Seçilmiş Metin ->

-*-*-

Özak işçilerine dostluk ve dayanışmayla…
Son iki yıldır, işçi hareketinde fiili iş bırakma ve direnişlerin önemli iki uğrağı Gaziantep ve Urfa oldu. Bu iki Anadolu kentinde on binlerce işçinin çalıştırıldığı Organize Sanayi Bölgeleri’nde (OSB) uzun süreli ve ülke çapında ses getiren işçi eylemlerinin ortaya çıkması ve yerel idarecilerin bunları kontrol altına alma çabaları dikkat çekiciydi[1]. Bu durum yakın dönemde Anadolu kentlerindeki ekonomik ve sosyal değişime yönelik merkez-çevre eksenli analizleri yeniden hatırlattı. Bu yazıda taraftarlarının en azından “iyimser” olduğunu itiraf ettikleri söz konusu analizleri teorik ve metodolojik yönleriyle eleştiriyorum. Bununla birlikte daha çok, Anadolu kentlerinde yaşanan değişim dinamiğinin günümüz Türkiye’sinde toplumsal ve siyasal mücadeleler açısından ne tür bir imkan barındırdığını tartışmak istiyorum.
Merkez-çevre analizinden “Anadolu Kaplanları” devrimine
Türkiye’de kapitalist gelişme ve modernleşme dinamiklerinin yakın zamana kadar İstanbul başta olmak üzere ülkenin batısındaki birkaç büyük kent ve başkent Ankara ile sınırlı bir coğrafyada yoğunlaştığı ve Anadolu coğrafyasının geniş bir bölümünü dışarıda bıraktığı söylenebilir. Aslında eşitsiz ve bileşik gelişme süreçlerinin şekillendirdiği bu coğrafi farklılaşma, edebiyat ve sanattan popüler kültüre birçok alanda farklı biçimlerde yeniden üretilerek bütünüyle Anadolu coğrafyasını merkezin dışında kalan/bırakılan bir “taşra” temsiline dönüştürmüştür. Ne var ki bu temsil, sosyal bilimler alanında Şerif Mardin’in öncülük ettiği “merkez-çevre” analizi çerçevesinde türdeş(homojen) bir hakikat düzeyine taşınmıştır. Buna göre, Osmanlı’dan devralınan güçlü devlet geleneği içerisinde Türkiye siyaseti asker-sivil bürokrasinin hakim olduğu bir merkez ile eşraf ve köylüden oluşan çevre güçleri arasındaki kültürel çekişme ile maluldür. Bu çerçevede ekonomik ve toplumsal değişim sınıf ilişkileri/mücadeleleri içerisinde değil, bürokratik merkezin talepkâr çevreyi otoriter biçimlerde kontrol çabaları etrafında yaşanır. Merkez-çevre analizinin bu türdeş ikilikler temelli anlatısı, aynı zamanda belirli bir coğrafi uzanımı da içerir: (Ankara ve İstanbul gibi) merkezi modern büyükşehirler karşısında geleneksel Anadolu kentleri ve kasabaları.

-*-*-

Alıştırma Bölümleri ->
- a) Anadolu kentleri üzerine yazıya göre, sosyal bilimlerde “merkez-çevre” analizine kim öncülük etmiştir?
- b) Anadolu kentleri üzerine yazının devamını lütfen yazın.

Veri Kesiti ->
-*-*-

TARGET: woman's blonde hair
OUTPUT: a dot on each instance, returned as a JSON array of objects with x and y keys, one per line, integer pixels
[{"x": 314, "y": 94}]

-*-*-

Görev Yanıtları ->
- a) Şerif Mardin.

- b)
Söz konusu coğrafya boyutu, 1980 sonrası dönemde aynı çerçevede yürütülen analizlerde (özellikle çevredeki güçlere yönelik) daha açık bir biçimde ifade edilmiştir. Bunlara göre; son 20-30 yılda Anadolu coğrafyasında küreselleşme süreçleriyle uyumlu biçimde esnek, dinamik ve rekabetçi yeni sanayi odakları gelişmektedir. Bazıları bu gelişmeyi Anadolu kentlerinde yükselen yeni ve otantik bir burjuvazinin bireysel girişimcilik hikayelerine bağlarken, daha sofistike analizler bu hikayeleri çeşitli yerel kültürel özelliklerle birleştirerek küreselleşen dünyada kalkınma ve demokrasinin anahtarı olarak değerlendirdiler: Anadolu kaplanları olarak betimlenen bu yerel aktörler ekonomik ve politik dinamizmiyle yerleşik merkeziyetçi-bürokratik devlet geleneğini kıracak; böylelikle ülkeyi yerel yönetimlerin ve sivil toplumun etkin olduğu bir demokrasiye taşıyacaktır. Dolayısıyla toplum bilimciler Anadolu kentlerinin küreselleşme süreçlerine eklemlendiği “başarı” örneklerini incelemeli ve bu örneklerden diğer kentlerin ilham alacağı gelişme modelleri çıkarmalıdır.
Demokrasi ve kalkınma eleştirisinin ötesinde: Anadolu’da “Küresel Fabrika”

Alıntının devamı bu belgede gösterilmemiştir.